**Your assignment:** Every line of the records below that has the word "letter" should be copied.

**Data entries:**
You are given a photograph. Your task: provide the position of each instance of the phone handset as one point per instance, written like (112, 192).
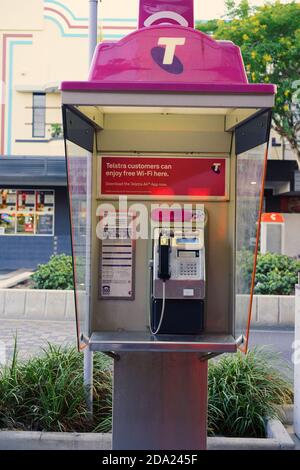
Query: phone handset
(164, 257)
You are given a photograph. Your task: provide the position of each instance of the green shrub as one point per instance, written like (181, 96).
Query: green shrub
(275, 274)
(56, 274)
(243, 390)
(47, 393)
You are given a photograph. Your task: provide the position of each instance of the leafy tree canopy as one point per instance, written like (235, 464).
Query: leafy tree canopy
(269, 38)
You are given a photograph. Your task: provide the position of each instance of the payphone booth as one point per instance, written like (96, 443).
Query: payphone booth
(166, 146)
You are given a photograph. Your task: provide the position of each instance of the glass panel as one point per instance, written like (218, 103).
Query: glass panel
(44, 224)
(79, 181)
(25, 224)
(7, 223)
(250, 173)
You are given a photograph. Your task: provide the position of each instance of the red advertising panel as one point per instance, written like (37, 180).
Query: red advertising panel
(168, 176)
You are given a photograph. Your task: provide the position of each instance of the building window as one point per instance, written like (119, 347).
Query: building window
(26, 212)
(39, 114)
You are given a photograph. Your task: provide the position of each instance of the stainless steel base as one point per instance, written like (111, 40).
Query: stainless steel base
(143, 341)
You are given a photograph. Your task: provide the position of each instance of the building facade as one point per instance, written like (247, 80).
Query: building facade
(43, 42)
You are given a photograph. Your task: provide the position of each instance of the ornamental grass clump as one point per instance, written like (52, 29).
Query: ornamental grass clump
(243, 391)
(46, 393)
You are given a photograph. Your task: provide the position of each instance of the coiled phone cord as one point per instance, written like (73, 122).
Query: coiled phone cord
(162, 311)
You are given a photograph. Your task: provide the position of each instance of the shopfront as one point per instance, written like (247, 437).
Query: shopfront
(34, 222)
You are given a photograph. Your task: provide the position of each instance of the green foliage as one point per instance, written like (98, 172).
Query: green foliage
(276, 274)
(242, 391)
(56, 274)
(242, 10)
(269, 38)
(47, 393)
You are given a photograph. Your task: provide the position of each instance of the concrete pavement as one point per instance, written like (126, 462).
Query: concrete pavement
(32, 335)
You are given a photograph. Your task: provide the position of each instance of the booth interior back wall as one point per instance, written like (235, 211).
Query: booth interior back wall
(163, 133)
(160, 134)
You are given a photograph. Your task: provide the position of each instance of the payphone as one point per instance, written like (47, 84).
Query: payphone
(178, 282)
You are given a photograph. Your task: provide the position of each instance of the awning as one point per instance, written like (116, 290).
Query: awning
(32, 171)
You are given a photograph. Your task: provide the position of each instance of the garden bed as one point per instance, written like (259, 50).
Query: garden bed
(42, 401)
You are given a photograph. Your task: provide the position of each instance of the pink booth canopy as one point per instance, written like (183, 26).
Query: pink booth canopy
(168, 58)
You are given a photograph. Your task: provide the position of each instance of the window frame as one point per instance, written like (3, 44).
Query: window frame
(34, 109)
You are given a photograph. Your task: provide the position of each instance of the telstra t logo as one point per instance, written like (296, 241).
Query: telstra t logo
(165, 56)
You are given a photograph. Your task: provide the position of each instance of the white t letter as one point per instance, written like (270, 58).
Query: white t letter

**Reply:**
You are given a photograph. Your task: provide the position of each instance of the white t letter as one point per instance, written like (270, 58).
Query: white t letter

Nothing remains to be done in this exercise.